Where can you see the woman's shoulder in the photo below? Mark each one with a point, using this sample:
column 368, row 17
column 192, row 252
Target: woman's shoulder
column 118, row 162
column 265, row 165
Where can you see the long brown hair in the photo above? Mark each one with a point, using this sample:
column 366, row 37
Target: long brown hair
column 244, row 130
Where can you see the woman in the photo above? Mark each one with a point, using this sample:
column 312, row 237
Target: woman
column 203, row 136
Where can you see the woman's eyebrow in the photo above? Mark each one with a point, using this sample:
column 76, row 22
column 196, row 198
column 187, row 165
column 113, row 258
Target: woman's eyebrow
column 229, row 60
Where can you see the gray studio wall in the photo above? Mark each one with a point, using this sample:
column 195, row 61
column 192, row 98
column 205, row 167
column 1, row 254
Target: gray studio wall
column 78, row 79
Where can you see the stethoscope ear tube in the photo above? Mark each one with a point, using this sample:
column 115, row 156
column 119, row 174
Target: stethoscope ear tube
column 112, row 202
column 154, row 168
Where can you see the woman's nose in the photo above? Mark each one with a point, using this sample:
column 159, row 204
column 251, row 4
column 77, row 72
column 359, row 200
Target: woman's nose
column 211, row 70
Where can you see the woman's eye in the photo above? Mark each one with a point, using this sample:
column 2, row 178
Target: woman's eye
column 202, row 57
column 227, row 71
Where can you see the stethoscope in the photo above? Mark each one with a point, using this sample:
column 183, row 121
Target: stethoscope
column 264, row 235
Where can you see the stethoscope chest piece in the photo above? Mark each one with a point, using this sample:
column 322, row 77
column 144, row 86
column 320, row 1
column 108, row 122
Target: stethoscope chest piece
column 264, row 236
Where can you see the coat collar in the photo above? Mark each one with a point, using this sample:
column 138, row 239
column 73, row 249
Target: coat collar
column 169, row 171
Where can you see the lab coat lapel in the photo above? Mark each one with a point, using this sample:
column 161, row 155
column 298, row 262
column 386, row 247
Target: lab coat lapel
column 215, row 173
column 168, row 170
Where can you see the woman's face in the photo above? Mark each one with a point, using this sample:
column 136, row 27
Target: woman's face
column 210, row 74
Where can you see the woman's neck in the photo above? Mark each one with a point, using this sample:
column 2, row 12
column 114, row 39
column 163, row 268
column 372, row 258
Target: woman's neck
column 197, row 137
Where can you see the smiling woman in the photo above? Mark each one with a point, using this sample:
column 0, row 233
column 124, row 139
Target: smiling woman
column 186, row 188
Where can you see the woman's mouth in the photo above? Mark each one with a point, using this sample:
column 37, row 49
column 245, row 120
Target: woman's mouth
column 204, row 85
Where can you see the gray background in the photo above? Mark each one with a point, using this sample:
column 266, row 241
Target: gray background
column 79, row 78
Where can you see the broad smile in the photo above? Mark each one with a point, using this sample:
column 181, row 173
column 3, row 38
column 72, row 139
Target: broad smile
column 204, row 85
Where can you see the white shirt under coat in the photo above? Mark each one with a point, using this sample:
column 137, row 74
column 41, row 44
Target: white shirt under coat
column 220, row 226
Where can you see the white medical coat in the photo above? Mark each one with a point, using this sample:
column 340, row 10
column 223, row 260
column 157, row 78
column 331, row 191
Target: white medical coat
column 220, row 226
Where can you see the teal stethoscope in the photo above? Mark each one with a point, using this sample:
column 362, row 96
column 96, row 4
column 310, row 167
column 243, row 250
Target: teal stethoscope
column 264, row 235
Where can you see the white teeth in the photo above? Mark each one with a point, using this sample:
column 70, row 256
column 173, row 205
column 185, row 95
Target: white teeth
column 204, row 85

************

» **What you will do**
Needed here are the exact lines from the start of the material through the line that contains "Where can you see the stethoscope in", and no others.

» **Response to this exercise**
Where can you see the woman's shoulder in the photo below? Mark each one with a point, using this sample:
column 368, row 17
column 192, row 252
Target: woman's shoulder
column 118, row 162
column 265, row 165
Where can you see the long brown hair in the photo above? Mark each one with a point, using this sample:
column 366, row 37
Target: long brown hair
column 244, row 130
Where can you see the woman in the photo above? Mark each one with a point, using this sample:
column 312, row 237
Target: woman
column 203, row 136
Where can you see the woman's eyebrow in the photo above? Mark each one with a point, using this sample:
column 76, row 22
column 196, row 198
column 187, row 165
column 113, row 258
Target: woman's eyebrow
column 229, row 60
Where can you see the gray studio wall in the photo above? Mark each one with a point, using this sample:
column 195, row 61
column 192, row 98
column 205, row 167
column 1, row 254
Target: gray studio wall
column 78, row 79
Where can you see the stethoscope ear tube in the photo above? Mark each one with a point, using this sample:
column 115, row 156
column 119, row 174
Target: stethoscope ear tube
column 112, row 202
column 154, row 168
Where can you see the woman's nose in the photo above? Mark each one with a point, using this sample:
column 159, row 204
column 251, row 4
column 77, row 72
column 359, row 200
Target: woman's nose
column 211, row 70
Where can you see the woman's eye in the photo above? Mark each one with a point, using this sample:
column 2, row 178
Target: woman's eye
column 202, row 57
column 227, row 71
Where can you see the stethoscope in the photo above? Mark each one with a point, using this sample:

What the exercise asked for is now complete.